> **EXERCISE INSTRUCTIONS**
Only the records, exactly as written, belong in the answer; pictures do not.

*** THE DATA Section Begins ***

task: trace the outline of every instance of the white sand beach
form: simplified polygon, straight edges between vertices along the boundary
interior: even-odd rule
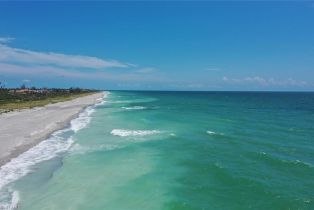
[[[0,115],[0,166],[66,127],[85,107],[95,104],[104,93],[44,107]]]

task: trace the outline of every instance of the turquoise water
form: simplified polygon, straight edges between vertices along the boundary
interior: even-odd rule
[[[2,208],[314,209],[313,93],[104,100],[0,170]]]

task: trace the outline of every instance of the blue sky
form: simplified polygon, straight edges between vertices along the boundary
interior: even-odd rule
[[[0,81],[314,90],[314,2],[0,2]]]

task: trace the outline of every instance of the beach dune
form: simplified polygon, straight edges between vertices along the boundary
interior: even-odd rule
[[[0,115],[0,166],[62,129],[104,93]]]

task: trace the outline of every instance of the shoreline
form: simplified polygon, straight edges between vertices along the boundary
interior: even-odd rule
[[[0,167],[65,128],[104,92],[0,115]]]

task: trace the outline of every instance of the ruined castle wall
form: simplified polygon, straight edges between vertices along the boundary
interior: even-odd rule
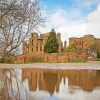
[[[83,48],[82,38],[69,38],[69,45],[74,44],[77,50],[81,50]]]
[[[30,40],[29,40],[29,55],[36,53],[37,38],[38,38],[37,33],[31,33],[31,37],[30,37]]]
[[[61,53],[62,43],[61,43],[61,33],[57,33],[57,40],[58,40],[58,51]]]
[[[29,55],[29,44],[25,42],[22,43],[22,54]]]
[[[95,38],[93,35],[85,35],[83,38],[83,49],[90,48],[91,45],[95,44]]]
[[[93,35],[84,35],[82,38],[69,38],[69,45],[74,44],[77,50],[87,50],[91,47],[91,45],[95,45],[98,47],[100,45],[100,40],[94,38]]]
[[[100,39],[96,39],[96,51],[97,54],[100,56]]]
[[[67,53],[51,53],[51,54],[34,54],[32,56],[19,56],[17,62],[51,62],[51,63],[66,63],[68,61],[86,61],[88,54],[85,51],[67,52]]]

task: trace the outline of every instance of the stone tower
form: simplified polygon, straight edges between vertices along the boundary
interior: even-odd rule
[[[61,53],[62,43],[61,43],[61,33],[57,33],[57,40],[58,40],[58,51]]]
[[[51,30],[51,32],[55,32],[54,29]],[[44,46],[47,41],[48,33],[40,34],[38,33],[31,33],[29,43],[27,44],[26,42],[23,42],[22,45],[22,52],[24,55],[34,55],[34,54],[44,54]],[[58,40],[58,46],[59,46],[59,53],[61,53],[62,50],[62,42],[61,42],[61,33],[56,34],[57,40]]]

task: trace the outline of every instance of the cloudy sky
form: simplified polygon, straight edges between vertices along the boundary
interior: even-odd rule
[[[46,17],[41,32],[55,28],[62,40],[93,34],[100,38],[100,0],[40,0]]]

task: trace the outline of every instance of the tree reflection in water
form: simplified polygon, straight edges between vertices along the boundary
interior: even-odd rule
[[[0,100],[20,100],[23,84],[14,69],[0,70]],[[25,91],[24,91],[25,95]]]
[[[96,70],[0,70],[0,100],[100,100],[99,87]]]

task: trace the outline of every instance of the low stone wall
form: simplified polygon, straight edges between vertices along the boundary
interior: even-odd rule
[[[17,63],[26,63],[28,60],[28,57],[25,55],[19,55],[15,58],[15,62]]]
[[[78,55],[78,59],[80,60],[80,61],[86,61],[87,60],[87,58],[88,58],[88,53],[86,52],[86,51],[82,51],[82,52],[80,52],[79,53],[79,55]]]
[[[26,62],[51,62],[51,63],[66,63],[69,61],[86,61],[88,54],[82,52],[67,52],[67,53],[51,53],[51,54],[37,54],[32,56],[18,56],[16,61],[19,63]]]
[[[67,52],[67,53],[60,53],[60,54],[45,54],[45,62],[54,62],[54,63],[66,63],[69,61],[86,61],[87,60],[87,53],[81,52]]]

*** THE DATA Section Ends ***

> **EXERCISE SOLUTION**
task: trace the outline of every instance of the white sand beach
form: simplified polygon, straight edges between vertices along the boundary
interior: even-odd rule
[[[0,115],[0,166],[66,127],[85,107],[95,104],[104,93],[44,107]]]

task: trace the outline of every instance of the turquoise water
form: simplified polygon, straight edges between vertices along the boundary
interior: even-odd rule
[[[2,208],[314,209],[313,93],[104,100],[0,170]]]

task: trace the outline of every instance of the blue sky
form: simplified polygon, straight edges between vertices along the boundary
interior: even-odd rule
[[[0,81],[314,90],[314,2],[0,2]]]

task: trace the outline of every instance of the beach dune
form: simplified polygon, straight edges between vertices along the boundary
interior: even-odd rule
[[[0,115],[0,166],[62,129],[104,93]]]

task: trace the outline of every instance of the shoreline
form: simplified polygon, straight edges between vertices along the boundary
interior: even-odd rule
[[[0,167],[65,128],[104,92],[0,115]]]

task: trace the outline of every instance of the ruined castle wall
form: simplified polygon, straight edges between vertices along the boundary
interior: even-odd rule
[[[83,48],[82,38],[69,38],[69,45],[74,44],[77,50],[81,50]]]
[[[30,40],[29,40],[29,55],[36,53],[37,38],[38,38],[37,33],[31,33],[31,37],[30,37]]]
[[[61,53],[62,43],[61,43],[61,33],[57,33],[57,40],[58,40],[58,51]]]
[[[29,55],[29,44],[25,42],[22,43],[22,54]]]
[[[95,38],[93,35],[85,35],[83,38],[83,49],[90,48],[91,45],[95,44]]]
[[[93,35],[84,35],[82,38],[69,38],[69,45],[74,44],[77,50],[87,50],[91,47],[91,45],[95,45],[98,47],[100,45],[100,40],[94,38]]]
[[[100,39],[96,39],[96,51],[97,54],[100,56]]]
[[[67,53],[51,53],[51,54],[34,54],[32,56],[19,56],[17,62],[51,62],[51,63],[66,63],[68,61],[86,61],[88,54],[85,51],[67,52]]]

task: trace the outline of every instance of the stone tower
form: simplified polygon, straight edges between vertices along the boundary
interior: even-odd rule
[[[61,53],[62,43],[61,43],[61,33],[57,33],[57,40],[58,40],[58,51]]]
[[[51,30],[51,32],[55,32],[54,29]],[[44,46],[47,41],[48,33],[40,34],[38,33],[31,33],[29,43],[27,44],[26,42],[23,42],[22,45],[22,52],[24,55],[34,55],[34,54],[44,54]],[[58,40],[58,46],[59,46],[59,53],[61,53],[62,50],[62,42],[61,42],[61,33],[56,34],[57,40]]]

task: trace the outline of every instance of the cloudy sky
form: simplified polygon, straight edges between vertices along the boundary
interior: even-odd rule
[[[46,17],[41,32],[55,28],[62,40],[93,34],[100,38],[100,0],[40,0]]]

task: trace the outline of every instance of the tree reflection in water
form: simplified polygon, straight edges between vertices along the boundary
interior: even-odd rule
[[[0,100],[20,100],[23,84],[14,69],[0,70]],[[25,91],[24,91],[25,95]]]
[[[96,70],[0,70],[0,100],[100,100],[99,87]]]

task: trace the outline of every instance of the low stone wall
form: simplified polygon, straight edges between vertices along the boundary
interior: even-odd rule
[[[17,63],[26,63],[28,60],[28,57],[25,55],[19,55],[15,58],[15,62]]]
[[[78,55],[78,59],[80,60],[80,61],[86,61],[87,60],[87,58],[88,58],[88,53],[86,52],[86,51],[82,51],[82,52],[80,52],[79,53],[79,55]]]
[[[26,62],[51,62],[51,63],[66,63],[69,61],[86,61],[88,54],[82,52],[67,52],[67,53],[51,53],[51,54],[37,54],[32,56],[18,56],[16,61],[19,63]]]
[[[67,52],[67,53],[60,53],[60,54],[45,54],[45,62],[54,62],[54,63],[66,63],[69,61],[86,61],[87,60],[87,53],[81,52]]]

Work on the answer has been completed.